> _What the exercise asks_
Quote the items verbatim, starting at the first line and ending after the line that contains "Query: **concrete porch slab**", with that line included.

— START —

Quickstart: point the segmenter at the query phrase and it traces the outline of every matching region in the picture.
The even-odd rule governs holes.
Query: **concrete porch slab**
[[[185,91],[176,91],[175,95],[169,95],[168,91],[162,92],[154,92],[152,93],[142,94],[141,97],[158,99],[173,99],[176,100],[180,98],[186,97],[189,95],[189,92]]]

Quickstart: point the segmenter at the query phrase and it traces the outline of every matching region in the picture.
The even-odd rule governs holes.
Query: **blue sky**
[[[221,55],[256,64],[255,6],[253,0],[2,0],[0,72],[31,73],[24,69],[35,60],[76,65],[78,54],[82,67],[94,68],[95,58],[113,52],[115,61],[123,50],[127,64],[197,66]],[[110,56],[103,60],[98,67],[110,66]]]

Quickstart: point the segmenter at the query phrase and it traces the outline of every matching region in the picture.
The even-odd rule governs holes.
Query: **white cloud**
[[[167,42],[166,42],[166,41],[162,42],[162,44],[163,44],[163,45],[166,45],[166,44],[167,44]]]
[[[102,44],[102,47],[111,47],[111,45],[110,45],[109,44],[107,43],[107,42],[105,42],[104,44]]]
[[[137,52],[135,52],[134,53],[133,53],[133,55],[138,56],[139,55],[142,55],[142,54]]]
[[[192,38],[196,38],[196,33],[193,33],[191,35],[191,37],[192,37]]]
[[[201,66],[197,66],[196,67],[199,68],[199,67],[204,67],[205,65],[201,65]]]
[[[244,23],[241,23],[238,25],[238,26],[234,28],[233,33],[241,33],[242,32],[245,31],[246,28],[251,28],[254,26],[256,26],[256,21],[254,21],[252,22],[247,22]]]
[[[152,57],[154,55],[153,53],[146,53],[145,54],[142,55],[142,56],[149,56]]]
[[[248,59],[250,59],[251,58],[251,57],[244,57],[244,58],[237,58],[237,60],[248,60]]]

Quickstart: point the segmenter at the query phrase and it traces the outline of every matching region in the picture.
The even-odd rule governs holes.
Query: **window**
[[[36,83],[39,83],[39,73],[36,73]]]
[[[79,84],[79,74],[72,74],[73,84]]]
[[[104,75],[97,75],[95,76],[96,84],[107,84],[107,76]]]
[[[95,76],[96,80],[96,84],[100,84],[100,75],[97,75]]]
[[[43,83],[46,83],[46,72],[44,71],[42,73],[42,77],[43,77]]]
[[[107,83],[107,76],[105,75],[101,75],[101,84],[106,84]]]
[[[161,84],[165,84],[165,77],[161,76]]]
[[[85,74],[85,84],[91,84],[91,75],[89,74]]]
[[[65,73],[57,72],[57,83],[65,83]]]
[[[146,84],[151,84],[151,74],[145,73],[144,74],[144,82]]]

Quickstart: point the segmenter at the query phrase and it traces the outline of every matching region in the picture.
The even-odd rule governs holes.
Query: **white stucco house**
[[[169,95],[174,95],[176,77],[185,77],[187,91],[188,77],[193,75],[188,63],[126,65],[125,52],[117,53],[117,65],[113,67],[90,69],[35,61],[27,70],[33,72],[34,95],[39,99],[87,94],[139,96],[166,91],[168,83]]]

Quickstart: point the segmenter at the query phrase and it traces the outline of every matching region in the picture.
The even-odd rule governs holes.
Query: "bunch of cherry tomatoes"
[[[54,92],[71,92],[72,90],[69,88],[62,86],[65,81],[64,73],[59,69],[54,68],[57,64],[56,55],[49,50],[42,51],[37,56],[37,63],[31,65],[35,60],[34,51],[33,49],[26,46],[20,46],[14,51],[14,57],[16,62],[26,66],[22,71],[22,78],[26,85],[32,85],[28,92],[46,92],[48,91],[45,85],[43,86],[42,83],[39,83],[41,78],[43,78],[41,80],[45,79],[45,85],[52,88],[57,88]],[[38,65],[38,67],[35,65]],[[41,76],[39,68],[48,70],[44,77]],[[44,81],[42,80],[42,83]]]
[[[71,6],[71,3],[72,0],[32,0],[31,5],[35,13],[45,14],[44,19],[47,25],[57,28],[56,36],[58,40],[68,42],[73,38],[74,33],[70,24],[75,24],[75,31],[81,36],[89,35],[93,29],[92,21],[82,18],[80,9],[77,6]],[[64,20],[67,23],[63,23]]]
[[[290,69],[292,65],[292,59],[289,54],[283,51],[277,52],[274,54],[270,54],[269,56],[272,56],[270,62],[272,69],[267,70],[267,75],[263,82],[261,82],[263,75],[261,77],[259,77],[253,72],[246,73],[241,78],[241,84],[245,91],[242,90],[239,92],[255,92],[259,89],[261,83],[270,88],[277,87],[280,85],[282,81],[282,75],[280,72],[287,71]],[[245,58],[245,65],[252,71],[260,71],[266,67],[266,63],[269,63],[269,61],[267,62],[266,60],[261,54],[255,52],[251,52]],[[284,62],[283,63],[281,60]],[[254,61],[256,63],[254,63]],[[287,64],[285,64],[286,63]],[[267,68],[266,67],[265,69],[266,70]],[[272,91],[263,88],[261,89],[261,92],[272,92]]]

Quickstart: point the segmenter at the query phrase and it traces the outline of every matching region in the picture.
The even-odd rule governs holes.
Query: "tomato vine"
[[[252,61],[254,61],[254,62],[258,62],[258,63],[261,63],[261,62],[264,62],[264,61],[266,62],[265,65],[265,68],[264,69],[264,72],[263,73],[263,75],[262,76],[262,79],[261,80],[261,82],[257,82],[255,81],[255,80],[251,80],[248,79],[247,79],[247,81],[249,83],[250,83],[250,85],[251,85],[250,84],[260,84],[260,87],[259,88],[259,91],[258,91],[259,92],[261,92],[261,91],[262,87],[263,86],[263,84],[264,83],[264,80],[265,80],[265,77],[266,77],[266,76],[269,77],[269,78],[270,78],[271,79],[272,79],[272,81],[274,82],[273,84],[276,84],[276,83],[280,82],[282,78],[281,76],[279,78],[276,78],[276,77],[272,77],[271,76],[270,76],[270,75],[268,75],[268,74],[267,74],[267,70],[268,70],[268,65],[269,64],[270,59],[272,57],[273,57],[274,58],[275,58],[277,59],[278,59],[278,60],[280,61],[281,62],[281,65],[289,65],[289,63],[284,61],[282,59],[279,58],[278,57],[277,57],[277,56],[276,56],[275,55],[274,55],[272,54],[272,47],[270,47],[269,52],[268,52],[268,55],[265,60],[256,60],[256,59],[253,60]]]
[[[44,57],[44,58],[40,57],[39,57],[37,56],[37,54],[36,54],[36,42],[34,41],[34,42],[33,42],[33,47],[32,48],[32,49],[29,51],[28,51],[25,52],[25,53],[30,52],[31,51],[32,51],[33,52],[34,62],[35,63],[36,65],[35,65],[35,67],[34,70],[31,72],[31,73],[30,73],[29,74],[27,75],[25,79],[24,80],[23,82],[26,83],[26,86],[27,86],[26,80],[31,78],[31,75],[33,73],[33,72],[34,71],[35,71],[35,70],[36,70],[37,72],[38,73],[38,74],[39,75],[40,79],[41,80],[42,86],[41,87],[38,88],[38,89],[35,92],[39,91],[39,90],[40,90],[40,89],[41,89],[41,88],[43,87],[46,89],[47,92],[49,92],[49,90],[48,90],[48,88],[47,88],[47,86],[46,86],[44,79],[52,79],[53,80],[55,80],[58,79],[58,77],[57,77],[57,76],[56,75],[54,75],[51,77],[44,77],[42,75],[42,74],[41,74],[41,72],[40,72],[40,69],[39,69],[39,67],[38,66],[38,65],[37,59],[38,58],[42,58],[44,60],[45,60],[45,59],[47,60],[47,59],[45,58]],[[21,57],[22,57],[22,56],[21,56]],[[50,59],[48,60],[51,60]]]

— END —

> _Response to this task_
Quickstart: point the segmenter at the query phrase and it traces the outline of every matching region in the picture.
The even-odd rule governs holes.
Query: **concrete porch slab**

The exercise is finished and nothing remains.